Thursday, January 15, 2015

F#ck You

My parents were visiting for Christmas, which meant I was able to drive my six-year- old son to school, instead of sending him there on the bus while I say at home with my daughter.  This was a little luxury, as I was able to let him sleep a good twenty minutes longer, I got to drop him off at the doorstep of his school, send him off with lots of "I love you"s and fresh kisses.  I got to see that he got to school with my own two eyes, then make my way back home through the light of the rising sun to begin my day with my daughter.

This particular day was strange from the get-go.  It had been really REALLY cold for a few days, in only the way it can be really REALLY cold in Alberta.  However on this morning a warm breeze was blowing in, which created a thick ice-fog everywhere.  It was a little strange but mostly beautiful.  Everything was so quiet and still, cloaked in a white cotton candy blanket.  The rising sun above the fog painted the world as it saw fit, changing its mind every few moments.  Pink one minute, orange the next.  Icy yellow, then robin egg blue.  Surreal.

I woke up my son, deep into his sleep, thankful that I was at least able to let him rest that precious extra twenty or so minutes.  He groggily awoke, I helped him get dressed and got him his breakfast.  Oatmeal or toast,  pancakes or eggs.  I can't remember now what it was.  A glass of milk.  His vitamins.  Thorough brushing of teeth and wiping of face.  A little hair gel for good measure.  Lip moisturizer to protect his ever-cracking lips during this terribly cold winter.  Snowsuit, mittens, scarf, toque, boots, backpack, lunch, wave goodbye to Nanna and Grandpa, hop into my truck, away we go.

> **RECORDED INFORMATION**:
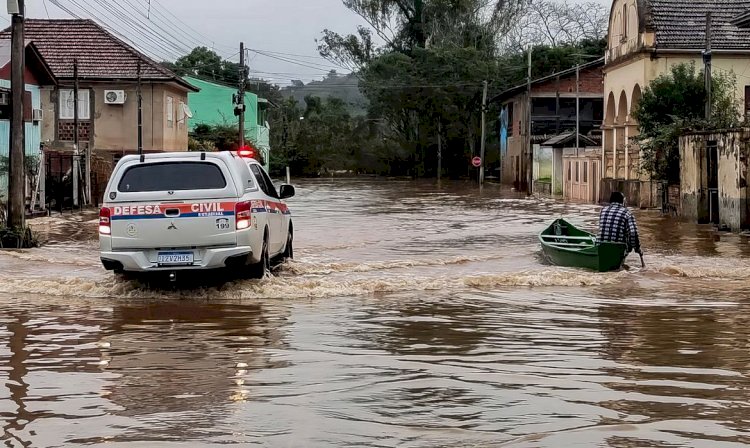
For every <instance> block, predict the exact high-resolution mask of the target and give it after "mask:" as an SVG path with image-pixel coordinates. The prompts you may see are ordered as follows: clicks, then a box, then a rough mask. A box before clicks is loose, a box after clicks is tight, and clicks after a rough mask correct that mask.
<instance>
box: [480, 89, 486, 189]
mask: <svg viewBox="0 0 750 448" xmlns="http://www.w3.org/2000/svg"><path fill="white" fill-rule="evenodd" d="M486 111H487V81H485V82H484V92H483V93H482V144H481V145H480V148H481V149H480V152H479V158H480V159H482V164H481V165H479V185H484V167H485V163H484V147H485V140H486V137H485V134H486V133H487V118H486Z"/></svg>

> **WHAT TO WORK ON**:
(a) In the blog post, what did the warm breeze create that morning?
(b) Name every color that the blog post says the rising sun painted the world.
Answer using only the blog post.

> **SOLUTION SET**:
(a) It created a thick ice-fog everywhere.

(b) Pink, orange, icy yellow, and robin egg blue.